Records contained in a dataset:
================================

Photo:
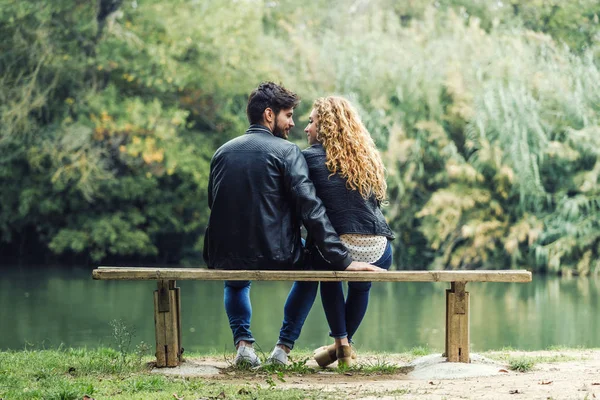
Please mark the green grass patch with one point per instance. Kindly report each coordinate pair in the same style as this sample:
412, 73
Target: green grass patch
521, 364
420, 351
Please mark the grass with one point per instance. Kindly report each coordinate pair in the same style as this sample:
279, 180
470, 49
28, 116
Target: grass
525, 363
69, 374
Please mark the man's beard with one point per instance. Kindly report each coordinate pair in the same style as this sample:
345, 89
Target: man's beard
280, 132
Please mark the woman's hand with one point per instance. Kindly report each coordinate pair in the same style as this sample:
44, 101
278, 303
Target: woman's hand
362, 266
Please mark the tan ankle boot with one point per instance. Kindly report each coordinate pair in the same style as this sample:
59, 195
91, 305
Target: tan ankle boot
344, 356
325, 355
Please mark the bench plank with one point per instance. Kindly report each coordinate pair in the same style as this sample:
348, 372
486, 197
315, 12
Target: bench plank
140, 273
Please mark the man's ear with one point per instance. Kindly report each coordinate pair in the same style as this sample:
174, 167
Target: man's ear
268, 115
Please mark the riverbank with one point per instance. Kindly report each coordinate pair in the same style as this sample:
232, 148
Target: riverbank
556, 373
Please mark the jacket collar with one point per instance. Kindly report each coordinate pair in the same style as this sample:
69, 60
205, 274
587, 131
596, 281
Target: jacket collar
257, 128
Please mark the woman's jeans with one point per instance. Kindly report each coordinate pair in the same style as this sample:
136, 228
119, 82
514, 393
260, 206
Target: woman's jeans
343, 315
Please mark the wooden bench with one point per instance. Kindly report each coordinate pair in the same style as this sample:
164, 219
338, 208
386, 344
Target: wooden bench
167, 304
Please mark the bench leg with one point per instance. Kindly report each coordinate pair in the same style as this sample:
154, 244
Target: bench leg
457, 323
167, 323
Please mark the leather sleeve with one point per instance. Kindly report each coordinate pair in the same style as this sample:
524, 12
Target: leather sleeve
312, 211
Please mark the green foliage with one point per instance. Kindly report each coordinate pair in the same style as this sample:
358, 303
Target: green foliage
486, 114
521, 364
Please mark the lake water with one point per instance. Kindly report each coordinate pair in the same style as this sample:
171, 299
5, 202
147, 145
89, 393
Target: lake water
49, 306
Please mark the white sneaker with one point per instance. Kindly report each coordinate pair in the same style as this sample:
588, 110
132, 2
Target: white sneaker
278, 357
246, 355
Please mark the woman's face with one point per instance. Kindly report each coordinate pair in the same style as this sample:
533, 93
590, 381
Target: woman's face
311, 128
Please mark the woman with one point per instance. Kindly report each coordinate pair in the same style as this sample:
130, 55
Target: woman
348, 175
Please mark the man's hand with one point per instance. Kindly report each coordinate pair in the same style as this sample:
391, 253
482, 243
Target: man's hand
362, 266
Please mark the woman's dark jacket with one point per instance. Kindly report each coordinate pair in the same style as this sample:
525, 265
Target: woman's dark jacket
347, 210
259, 194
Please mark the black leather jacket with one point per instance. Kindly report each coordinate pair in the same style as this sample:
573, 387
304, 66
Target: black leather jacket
346, 209
259, 193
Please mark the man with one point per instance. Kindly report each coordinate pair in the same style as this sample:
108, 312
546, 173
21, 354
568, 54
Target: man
259, 194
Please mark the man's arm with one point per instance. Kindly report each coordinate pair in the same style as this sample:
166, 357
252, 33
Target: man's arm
312, 211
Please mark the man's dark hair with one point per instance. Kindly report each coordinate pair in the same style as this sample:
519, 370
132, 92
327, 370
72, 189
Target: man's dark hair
269, 95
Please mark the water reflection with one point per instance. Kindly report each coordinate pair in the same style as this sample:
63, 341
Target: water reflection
49, 306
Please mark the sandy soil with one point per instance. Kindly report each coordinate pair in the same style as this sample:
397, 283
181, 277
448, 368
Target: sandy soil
570, 375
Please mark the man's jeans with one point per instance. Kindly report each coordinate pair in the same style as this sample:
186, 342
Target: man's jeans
343, 316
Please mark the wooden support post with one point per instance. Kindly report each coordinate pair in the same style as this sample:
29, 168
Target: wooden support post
167, 323
457, 323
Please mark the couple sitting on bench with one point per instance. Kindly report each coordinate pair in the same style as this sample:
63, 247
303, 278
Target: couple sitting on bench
262, 188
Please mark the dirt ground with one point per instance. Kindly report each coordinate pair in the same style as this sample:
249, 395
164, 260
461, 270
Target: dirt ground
570, 374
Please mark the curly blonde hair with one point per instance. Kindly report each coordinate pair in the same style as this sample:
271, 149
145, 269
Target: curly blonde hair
350, 149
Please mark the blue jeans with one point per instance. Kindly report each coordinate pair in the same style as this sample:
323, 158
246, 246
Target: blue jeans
238, 309
343, 316
296, 309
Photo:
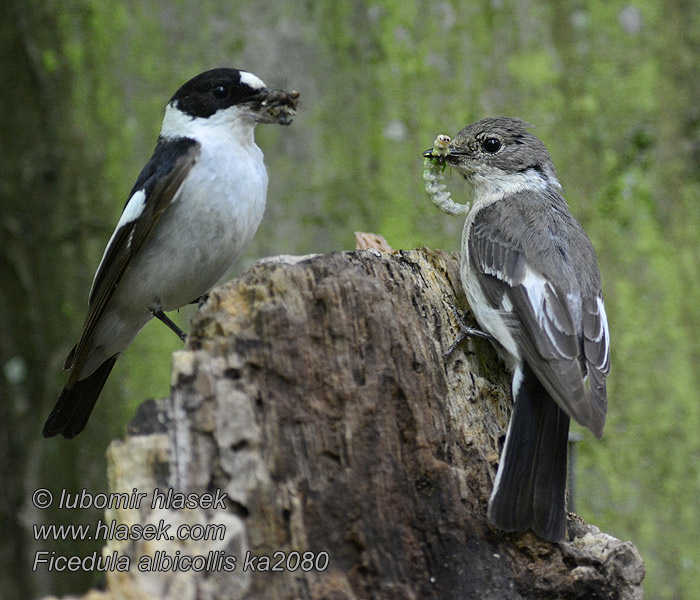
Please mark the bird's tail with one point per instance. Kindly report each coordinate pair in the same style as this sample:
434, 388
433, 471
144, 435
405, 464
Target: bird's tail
530, 487
72, 411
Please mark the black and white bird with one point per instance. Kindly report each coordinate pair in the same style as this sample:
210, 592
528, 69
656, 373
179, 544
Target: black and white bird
193, 210
531, 277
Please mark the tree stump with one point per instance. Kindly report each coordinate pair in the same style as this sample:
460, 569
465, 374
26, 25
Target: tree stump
314, 394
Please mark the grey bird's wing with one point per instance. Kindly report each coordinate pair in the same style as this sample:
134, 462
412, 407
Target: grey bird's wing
536, 265
151, 195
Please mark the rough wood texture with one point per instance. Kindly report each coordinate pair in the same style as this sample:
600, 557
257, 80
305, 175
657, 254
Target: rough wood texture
313, 391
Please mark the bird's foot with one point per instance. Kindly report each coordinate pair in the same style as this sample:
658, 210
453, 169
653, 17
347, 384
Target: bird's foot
465, 331
201, 300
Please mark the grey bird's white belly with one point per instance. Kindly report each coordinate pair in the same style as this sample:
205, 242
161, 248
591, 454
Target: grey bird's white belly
203, 232
490, 319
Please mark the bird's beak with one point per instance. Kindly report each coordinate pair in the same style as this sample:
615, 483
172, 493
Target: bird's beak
453, 152
275, 106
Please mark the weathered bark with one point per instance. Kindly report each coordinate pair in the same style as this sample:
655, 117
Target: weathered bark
313, 391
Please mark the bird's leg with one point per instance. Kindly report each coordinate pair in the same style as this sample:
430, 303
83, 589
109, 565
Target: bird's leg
159, 314
464, 332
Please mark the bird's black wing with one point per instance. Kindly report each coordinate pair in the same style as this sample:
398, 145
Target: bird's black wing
531, 276
153, 192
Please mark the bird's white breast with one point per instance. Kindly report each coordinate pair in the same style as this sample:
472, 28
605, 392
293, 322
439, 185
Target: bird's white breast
211, 221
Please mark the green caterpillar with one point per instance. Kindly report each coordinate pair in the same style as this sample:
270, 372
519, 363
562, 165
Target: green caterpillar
433, 168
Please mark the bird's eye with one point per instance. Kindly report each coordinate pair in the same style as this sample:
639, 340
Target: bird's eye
491, 145
220, 92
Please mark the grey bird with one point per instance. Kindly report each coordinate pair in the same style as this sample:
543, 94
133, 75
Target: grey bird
531, 277
193, 210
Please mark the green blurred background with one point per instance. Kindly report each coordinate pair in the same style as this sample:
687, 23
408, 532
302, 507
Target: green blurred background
612, 87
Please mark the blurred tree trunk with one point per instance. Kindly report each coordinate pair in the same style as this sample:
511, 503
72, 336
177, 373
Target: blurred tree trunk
49, 178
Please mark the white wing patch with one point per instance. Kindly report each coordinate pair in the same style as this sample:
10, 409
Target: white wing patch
543, 299
251, 80
604, 333
132, 211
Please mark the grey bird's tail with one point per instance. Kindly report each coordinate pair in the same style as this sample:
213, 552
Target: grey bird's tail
72, 411
530, 487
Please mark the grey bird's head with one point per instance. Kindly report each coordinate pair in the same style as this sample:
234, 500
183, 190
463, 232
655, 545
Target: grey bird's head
500, 155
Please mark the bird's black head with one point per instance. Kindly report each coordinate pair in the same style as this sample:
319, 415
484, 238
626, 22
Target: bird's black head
219, 89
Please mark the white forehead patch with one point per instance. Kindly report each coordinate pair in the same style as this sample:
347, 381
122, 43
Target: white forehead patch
251, 80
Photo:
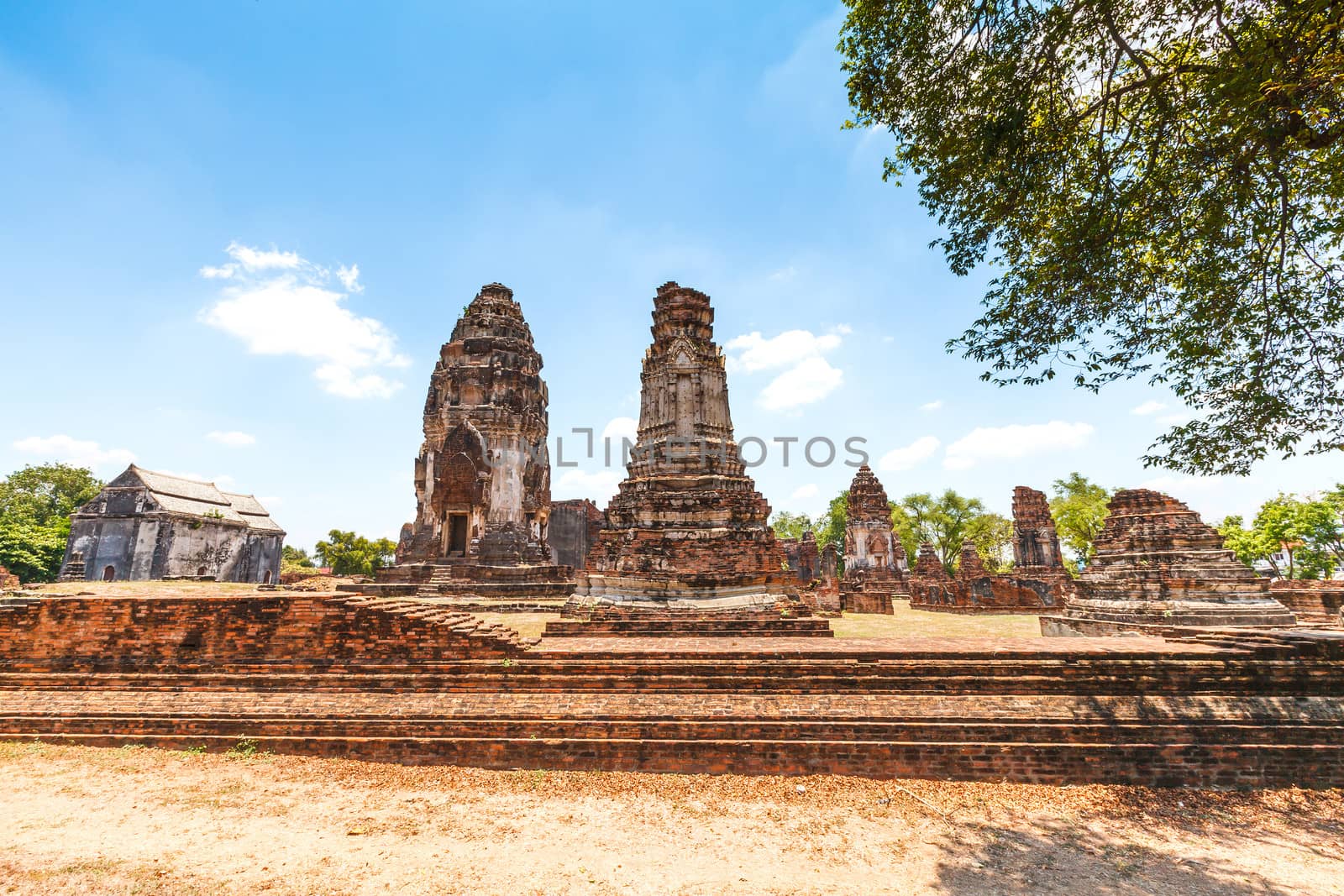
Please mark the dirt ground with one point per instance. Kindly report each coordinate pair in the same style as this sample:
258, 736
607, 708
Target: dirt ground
81, 820
902, 624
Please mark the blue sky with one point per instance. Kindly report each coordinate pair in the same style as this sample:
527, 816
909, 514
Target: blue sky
234, 237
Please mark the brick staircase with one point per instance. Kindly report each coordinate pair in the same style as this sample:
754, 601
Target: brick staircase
774, 626
407, 681
438, 579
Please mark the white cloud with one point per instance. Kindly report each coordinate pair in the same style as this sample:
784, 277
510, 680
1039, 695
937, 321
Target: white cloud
810, 378
759, 354
1015, 441
584, 484
911, 456
232, 438
349, 278
292, 311
1178, 485
71, 450
248, 259
622, 427
810, 382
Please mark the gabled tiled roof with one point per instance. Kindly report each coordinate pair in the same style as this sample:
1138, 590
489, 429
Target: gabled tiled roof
190, 497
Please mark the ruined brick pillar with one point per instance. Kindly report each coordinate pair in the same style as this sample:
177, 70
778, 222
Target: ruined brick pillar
1158, 563
1035, 544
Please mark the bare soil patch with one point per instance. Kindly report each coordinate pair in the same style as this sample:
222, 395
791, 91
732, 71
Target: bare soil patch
84, 820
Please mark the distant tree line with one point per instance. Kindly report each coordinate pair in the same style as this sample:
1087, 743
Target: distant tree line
1294, 537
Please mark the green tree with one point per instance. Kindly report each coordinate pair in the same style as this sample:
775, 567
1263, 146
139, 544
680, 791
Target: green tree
1159, 188
46, 495
830, 526
992, 537
790, 526
296, 560
1079, 510
349, 553
945, 521
35, 506
1297, 539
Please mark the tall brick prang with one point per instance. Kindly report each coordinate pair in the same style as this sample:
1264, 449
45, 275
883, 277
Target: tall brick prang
483, 477
875, 563
687, 531
1158, 563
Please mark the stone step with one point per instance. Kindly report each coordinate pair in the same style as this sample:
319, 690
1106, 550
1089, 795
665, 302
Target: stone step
990, 730
1053, 763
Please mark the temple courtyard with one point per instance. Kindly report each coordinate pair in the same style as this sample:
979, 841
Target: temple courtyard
138, 820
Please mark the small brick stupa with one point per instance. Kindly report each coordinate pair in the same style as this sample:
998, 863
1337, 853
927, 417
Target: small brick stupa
875, 564
1158, 563
687, 531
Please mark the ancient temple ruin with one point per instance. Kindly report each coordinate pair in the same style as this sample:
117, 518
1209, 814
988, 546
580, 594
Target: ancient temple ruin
803, 558
1159, 564
1037, 582
483, 476
875, 564
687, 530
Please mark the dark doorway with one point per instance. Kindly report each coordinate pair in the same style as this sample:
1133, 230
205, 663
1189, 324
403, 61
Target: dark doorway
457, 533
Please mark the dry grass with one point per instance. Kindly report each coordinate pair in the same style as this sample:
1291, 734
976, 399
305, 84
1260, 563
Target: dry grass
148, 821
913, 624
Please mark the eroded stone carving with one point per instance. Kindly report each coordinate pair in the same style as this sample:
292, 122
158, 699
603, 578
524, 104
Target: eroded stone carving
1158, 563
875, 563
483, 476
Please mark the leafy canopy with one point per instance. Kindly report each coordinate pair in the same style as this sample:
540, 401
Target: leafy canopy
35, 506
349, 553
790, 526
46, 495
948, 521
1159, 186
1299, 539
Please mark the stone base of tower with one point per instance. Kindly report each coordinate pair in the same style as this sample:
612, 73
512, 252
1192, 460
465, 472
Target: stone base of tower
1121, 617
873, 591
678, 595
495, 587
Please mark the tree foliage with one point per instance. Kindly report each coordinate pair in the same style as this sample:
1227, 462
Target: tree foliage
35, 506
1299, 539
948, 521
792, 526
349, 553
296, 560
830, 526
46, 495
1159, 187
1079, 511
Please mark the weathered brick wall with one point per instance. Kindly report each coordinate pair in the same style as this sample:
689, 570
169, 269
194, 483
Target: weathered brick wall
1312, 602
292, 631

================================

What is needed:
Copy exactly the lines above, from the one containing "Please mark the dark" through the very last line.

Finished answer:
Please mark the dark doorway with one point per instance. Kindly report each coordinate pair in the same style as this sample:
1133, 230
205, 663
1189, 324
403, 61
Target: dark doorway
457, 533
Please mark the dry grass with one point per instance. Kindly report each coordinate pair in the same style as this sample:
1291, 734
976, 399
305, 84
1260, 563
Target: dry grass
148, 821
913, 624
Please mark the eroded stone carving with one point per instance. Kindly report each coordinate pair in the same style as this sample:
292, 122
158, 699
603, 578
524, 104
Target: eroded stone carving
1158, 563
875, 563
483, 476
Please mark the leafy canopy with one point per instance. Kindly report each coordinate pair in the same style as this sample:
540, 401
Target: leafy canopy
35, 506
349, 553
790, 526
46, 495
948, 521
1159, 186
1299, 539
Please mark the stone base of tower with one point per instance. Kindly report each coordinate pair in the same style as this sample:
612, 73
512, 252
1192, 460
465, 472
Target: stone base of tower
1121, 617
873, 591
678, 595
495, 587
Please mark the tree foliage with one point per instance. Kindly report each coordinate pair in the same style as this sample:
1227, 462
Target: tree foliage
35, 506
1299, 539
948, 521
792, 526
349, 553
296, 560
830, 526
46, 495
1159, 187
1079, 511
Please mark the weathered brick wall with one point per instance. Kindly report each coordinate pair in the same style as this sample:
689, 570
169, 269
194, 483
Target: weathered brick wall
1312, 602
292, 631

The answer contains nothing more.